### Exercise description
Give all of the records again. Match them exactly.

Referring expression pointing data:
○ ○ ○
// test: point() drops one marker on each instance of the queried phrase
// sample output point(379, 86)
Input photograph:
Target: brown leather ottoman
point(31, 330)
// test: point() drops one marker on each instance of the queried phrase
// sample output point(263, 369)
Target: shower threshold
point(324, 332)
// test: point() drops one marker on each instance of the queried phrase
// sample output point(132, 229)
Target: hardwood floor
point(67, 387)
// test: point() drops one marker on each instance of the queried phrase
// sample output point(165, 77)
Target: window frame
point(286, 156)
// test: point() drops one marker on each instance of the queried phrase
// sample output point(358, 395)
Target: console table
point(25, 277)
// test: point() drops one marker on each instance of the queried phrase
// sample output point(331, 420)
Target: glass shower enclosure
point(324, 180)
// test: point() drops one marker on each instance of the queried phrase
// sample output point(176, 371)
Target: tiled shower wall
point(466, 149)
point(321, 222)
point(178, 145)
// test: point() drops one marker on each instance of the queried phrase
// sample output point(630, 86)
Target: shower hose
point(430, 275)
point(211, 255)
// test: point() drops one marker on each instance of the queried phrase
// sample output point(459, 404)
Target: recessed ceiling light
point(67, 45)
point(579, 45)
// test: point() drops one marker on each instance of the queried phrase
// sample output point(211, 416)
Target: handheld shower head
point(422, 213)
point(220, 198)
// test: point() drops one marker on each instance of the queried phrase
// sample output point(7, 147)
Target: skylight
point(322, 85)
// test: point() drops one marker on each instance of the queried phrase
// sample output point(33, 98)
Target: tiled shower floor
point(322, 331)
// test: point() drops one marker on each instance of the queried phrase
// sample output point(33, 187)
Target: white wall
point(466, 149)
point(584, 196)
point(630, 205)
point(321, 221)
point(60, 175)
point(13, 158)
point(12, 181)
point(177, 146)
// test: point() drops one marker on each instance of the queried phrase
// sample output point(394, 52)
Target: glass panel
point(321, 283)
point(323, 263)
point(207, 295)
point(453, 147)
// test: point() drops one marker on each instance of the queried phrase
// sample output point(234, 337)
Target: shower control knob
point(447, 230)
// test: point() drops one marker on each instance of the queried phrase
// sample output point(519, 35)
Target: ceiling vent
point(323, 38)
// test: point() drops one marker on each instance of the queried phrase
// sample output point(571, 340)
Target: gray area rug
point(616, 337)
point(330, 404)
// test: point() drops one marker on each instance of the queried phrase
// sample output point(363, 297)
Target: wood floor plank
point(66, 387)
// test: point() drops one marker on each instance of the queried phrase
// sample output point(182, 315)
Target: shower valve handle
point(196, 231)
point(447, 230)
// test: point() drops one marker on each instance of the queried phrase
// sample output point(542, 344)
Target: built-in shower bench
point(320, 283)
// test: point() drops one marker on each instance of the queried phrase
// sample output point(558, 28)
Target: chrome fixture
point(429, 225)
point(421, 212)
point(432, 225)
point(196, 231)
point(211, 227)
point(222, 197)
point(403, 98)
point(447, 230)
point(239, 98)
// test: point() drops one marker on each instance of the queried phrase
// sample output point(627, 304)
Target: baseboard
○ ○ ○
### Task output
// test: point() drops one marker on each instance of the queried phrase
// sample output point(379, 86)
Input photograph:
Target: brown leather ottoman
point(31, 330)
// test: point() drops one marker on each instance of the queried phrase
// sample output point(263, 369)
Target: shower threshold
point(324, 332)
// test: point() drops one marker on each instance of the queried phrase
// sample output point(132, 229)
Target: hardwood floor
point(67, 387)
// test: point() drops one marker on each instance of the queried phrase
// sample output point(165, 77)
Target: window frame
point(286, 156)
// test: point() drops one marker on each instance of the queried phrase
// sample output point(358, 395)
Target: console table
point(25, 277)
// test: point() drops one marker on each instance of the queried phrase
// sample output point(331, 420)
Target: glass shower enclosure
point(324, 180)
// test: point() drops one marker on each instance of the queried phrase
// sample output point(176, 371)
Target: tiled shower wall
point(466, 149)
point(321, 222)
point(178, 145)
// test: point() drops one marker on each instance of the queried phrase
// sample output point(630, 86)
Target: shower hose
point(430, 275)
point(211, 255)
// test: point() drops one marker on each instance of the queried phrase
// sample output point(459, 404)
Target: recessed ceiling light
point(67, 45)
point(579, 45)
// test: point() drops one marker on each instance of the queried phrase
// sample output point(211, 416)
Target: handheld shower head
point(422, 213)
point(220, 198)
// test: point() drops one marker on each instance of the queried phrase
// sample output point(7, 147)
Target: skylight
point(322, 85)
// test: point() drops one marker on each instance of the queried phrase
// sample output point(33, 98)
Target: tiled shower floor
point(322, 331)
// test: point() drops one marker on each instance of the queried phrase
// sample output point(33, 187)
Target: white wall
point(466, 149)
point(584, 196)
point(630, 205)
point(321, 221)
point(60, 175)
point(13, 158)
point(12, 181)
point(177, 146)
// test: point() drops one marker on each instance of the queried phrase
// sample output point(394, 52)
Target: glass panel
point(321, 283)
point(323, 263)
point(207, 295)
point(453, 147)
// test: point() drops one marker on each instance of the queried phrase
// sample output point(234, 337)
Target: shower control knob
point(447, 230)
// test: point() drops one marker on each instance of the queried phrase
// sample output point(519, 35)
Target: ceiling vent
point(323, 38)
// test: point() drops one marker on each instance of the queried phrase
// sample output point(571, 340)
Target: gray area rug
point(616, 337)
point(330, 404)
// test: point() drops one marker on each instance of the queried phrase
// sample output point(363, 297)
Target: wood floor plank
point(66, 387)
// test: point() drops one marker on each instance of the queried phrase
// sample output point(182, 315)
Target: shower valve handle
point(196, 231)
point(447, 230)
// test: point() drops one marker on each instance of the queried phrase
// sample output point(542, 344)
Target: built-in shower bench
point(320, 283)
// test: point() drops one marker on each instance of the queried phrase
// sample output point(558, 28)
Target: chrome fixture
point(429, 225)
point(421, 212)
point(432, 225)
point(196, 231)
point(211, 227)
point(222, 197)
point(403, 98)
point(447, 230)
point(239, 98)
// test: point() drops one marker on each instance of the queried phrase
// sample output point(627, 304)
Target: baseboard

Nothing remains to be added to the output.